** Aim of the task **
Find each line below where the word "bounding" occurs, and copy it.

** Records contained in a dataset **
__________

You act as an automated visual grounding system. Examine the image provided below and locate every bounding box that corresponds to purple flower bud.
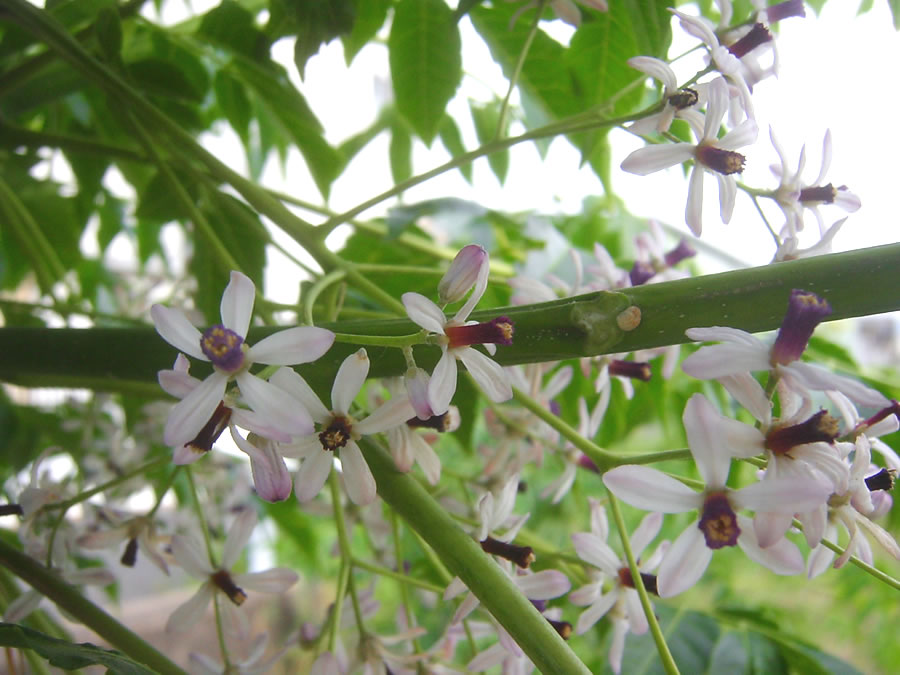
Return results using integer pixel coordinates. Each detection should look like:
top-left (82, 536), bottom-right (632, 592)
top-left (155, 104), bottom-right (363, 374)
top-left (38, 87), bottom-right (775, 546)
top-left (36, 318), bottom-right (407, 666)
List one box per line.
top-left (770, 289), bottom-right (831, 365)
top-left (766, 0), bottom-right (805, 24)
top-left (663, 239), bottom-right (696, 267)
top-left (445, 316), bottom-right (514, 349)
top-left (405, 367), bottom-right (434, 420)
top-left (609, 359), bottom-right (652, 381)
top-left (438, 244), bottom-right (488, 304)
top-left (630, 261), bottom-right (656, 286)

__________

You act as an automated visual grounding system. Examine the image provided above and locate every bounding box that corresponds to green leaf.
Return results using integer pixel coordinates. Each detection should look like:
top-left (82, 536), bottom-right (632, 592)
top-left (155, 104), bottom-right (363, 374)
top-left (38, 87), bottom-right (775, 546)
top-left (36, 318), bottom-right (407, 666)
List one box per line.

__________

** Written answer **
You act as an automated visual grounding system. Examine the image provided below and locate every bounding box that corresponds to purple flower bud.
You act as an automated visual grounding system. Examine the image provided above and locate every bounding box that corresponds to green leaf.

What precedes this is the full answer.